▶ Passage shown
* START *
HER MAJESTY THE QUEEN,

Respondent.

 

____________________________________________________________________

Appeal heard on February 26, 2010, at Montreal, Québec

 

Before: The Honourable Justice Campbell J. Miller

 

Appearances:

 

For the Appellant:

The Appellant himself

Counsel for the Respondent:

Janie Payette

 

____________________________________________________________________

 

JUDGMENT

The appeal from the reassessment made under the Income Tax Act for the 2001 taxation year is dismissed.

 

Signed at Toronto, Ontario, this 10th day of March 2010.

 

 

"Campbell J. Miller"

C. Miller J.

 


 

 

 

 

Citation: 2010 TCC 144

Date: 20100310

Docket: 2006-3803(IT)I

BETWEEN:

ALDO ASTORINO,

Appellant,

and

 

HER MAJESTY THE QUEEN,

Respondent.

 

 

REASONS FOR JUDGMENT

 

Miller J.

 

[1]              Mr. Astorino needed a loan in 2001. Unfortunately, to get the loan he got caught up in an arrangement that required the transfer of his RRSP. The issue in this informal procedure appeal is whether the transfer of his RRSP resulted, pursuant to either subsections 146(8) or 56(2) of the Income Tax Act (the "Act"), in income taxable in Mr. Astorino’s hands.
* END *
Continue the Tax Court judgment above on the transfer of Mr. Astorino's RRSP, beginning immediately after its final sentence.

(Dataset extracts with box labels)
* START *
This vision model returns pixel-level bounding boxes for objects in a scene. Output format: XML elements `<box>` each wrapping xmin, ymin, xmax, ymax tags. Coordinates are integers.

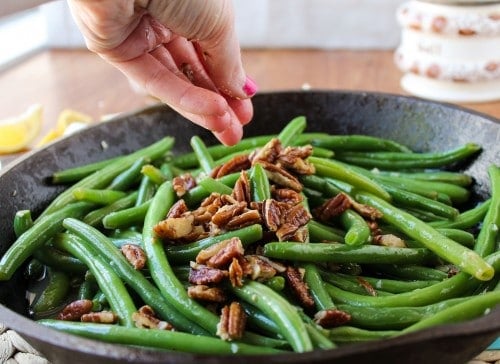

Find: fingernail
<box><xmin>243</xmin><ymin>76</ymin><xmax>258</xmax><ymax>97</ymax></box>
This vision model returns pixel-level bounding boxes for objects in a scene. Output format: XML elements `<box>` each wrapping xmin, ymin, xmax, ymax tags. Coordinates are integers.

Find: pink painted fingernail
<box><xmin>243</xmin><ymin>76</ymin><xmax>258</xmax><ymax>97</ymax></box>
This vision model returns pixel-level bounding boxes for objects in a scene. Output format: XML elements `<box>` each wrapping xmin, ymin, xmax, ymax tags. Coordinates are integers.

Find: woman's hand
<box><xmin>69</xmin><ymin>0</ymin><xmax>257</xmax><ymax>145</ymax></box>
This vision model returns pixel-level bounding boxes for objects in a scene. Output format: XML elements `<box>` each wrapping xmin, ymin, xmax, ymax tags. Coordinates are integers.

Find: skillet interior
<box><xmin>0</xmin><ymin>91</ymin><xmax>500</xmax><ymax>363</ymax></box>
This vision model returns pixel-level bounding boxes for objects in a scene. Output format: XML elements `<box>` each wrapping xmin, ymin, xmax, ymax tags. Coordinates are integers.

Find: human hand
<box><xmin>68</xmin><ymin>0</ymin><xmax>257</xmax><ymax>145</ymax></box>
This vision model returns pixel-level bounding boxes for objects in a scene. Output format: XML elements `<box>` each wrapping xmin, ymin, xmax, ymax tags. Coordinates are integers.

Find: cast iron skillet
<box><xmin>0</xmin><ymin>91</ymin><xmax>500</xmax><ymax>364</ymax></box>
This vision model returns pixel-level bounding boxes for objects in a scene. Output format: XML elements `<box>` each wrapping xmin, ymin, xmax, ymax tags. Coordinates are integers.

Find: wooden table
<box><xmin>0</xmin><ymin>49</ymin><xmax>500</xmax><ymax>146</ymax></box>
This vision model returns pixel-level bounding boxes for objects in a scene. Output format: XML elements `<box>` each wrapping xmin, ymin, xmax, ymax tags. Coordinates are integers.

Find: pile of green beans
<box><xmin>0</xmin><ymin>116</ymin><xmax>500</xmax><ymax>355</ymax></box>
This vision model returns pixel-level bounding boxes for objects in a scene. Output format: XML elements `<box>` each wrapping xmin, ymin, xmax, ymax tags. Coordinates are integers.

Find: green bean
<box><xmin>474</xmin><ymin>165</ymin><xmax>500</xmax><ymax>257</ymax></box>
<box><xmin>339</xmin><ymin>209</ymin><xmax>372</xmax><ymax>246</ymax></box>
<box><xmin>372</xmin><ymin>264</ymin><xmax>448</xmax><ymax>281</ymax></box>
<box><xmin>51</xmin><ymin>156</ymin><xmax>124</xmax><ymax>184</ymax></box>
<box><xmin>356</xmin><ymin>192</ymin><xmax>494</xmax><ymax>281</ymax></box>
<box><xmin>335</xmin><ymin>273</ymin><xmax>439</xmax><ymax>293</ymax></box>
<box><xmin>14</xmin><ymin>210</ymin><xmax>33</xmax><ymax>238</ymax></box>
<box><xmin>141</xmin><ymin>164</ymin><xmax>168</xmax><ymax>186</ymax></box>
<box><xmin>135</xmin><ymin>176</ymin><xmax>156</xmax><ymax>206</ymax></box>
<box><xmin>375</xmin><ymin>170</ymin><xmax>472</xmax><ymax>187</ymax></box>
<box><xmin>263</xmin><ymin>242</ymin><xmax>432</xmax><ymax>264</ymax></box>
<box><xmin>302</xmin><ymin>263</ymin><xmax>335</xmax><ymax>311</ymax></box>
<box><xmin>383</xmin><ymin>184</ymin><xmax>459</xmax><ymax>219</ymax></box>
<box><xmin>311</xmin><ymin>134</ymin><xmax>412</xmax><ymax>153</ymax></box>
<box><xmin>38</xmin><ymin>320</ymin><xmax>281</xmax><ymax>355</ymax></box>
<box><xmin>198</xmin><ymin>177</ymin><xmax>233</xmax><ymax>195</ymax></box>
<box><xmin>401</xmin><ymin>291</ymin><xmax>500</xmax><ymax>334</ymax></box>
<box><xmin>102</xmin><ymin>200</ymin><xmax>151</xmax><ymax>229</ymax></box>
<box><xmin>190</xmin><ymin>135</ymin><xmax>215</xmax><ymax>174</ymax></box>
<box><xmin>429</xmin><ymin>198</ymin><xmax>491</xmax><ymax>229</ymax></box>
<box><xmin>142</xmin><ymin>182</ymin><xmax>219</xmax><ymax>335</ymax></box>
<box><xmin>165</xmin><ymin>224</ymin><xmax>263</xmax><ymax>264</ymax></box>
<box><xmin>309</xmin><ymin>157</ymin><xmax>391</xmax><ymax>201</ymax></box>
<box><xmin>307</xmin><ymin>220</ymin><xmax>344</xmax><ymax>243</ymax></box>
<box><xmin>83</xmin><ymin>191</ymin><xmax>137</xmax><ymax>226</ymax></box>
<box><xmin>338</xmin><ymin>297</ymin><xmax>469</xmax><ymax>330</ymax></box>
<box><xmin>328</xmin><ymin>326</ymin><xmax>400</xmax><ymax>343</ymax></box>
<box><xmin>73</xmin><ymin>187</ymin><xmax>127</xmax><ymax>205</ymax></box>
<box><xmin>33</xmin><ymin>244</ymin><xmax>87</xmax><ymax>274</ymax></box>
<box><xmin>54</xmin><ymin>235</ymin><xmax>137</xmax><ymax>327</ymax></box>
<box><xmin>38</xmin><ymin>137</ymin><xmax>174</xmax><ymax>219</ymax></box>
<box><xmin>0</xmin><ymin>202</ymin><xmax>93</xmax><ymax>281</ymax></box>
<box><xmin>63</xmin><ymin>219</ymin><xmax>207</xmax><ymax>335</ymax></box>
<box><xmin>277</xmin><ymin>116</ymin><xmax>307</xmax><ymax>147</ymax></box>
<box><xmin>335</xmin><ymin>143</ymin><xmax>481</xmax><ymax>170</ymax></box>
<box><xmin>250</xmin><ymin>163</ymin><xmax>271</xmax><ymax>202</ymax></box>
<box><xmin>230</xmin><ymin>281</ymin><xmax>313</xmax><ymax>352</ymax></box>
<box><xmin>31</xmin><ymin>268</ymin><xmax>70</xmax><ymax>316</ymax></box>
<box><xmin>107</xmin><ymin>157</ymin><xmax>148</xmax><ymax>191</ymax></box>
* END *
▶ Written reply
[2]              Not having had any luck in approaching a bank for a loan, Mr. Astorino responded to an advertisement in the local paper. Upon visiting what he believed to be the offices of an organization called National Business Investment ("NBI"), he was advised that if he transferred his locked-in RRSP with SunLife to them, he could borrow the $7,000 he required. Mr. Astorino proceeded to sign a number of documents on April 20, 2001:

 

a)       a Revenue Canada form (T2033) entitled Direct Transfer under paragraph 146(16)(a) or 146.3(2)(e). He left blank Parts A, B and C, which required, respectively, the identity of the RRSP transferor, the amount to be transferred and the identity of the RRSP transferee.

 

b)      a cash loan agreement in which NBI in Trust inc. agreed to lend him $8,165, with the following provision:

 

          The borrower agrees to reimburse the principal and interest pertaining to the above-mentioned amount according to one of the following options:

 

            B (checked by Mr. Astorino) Through a proxy and designation of a representative (attach original form)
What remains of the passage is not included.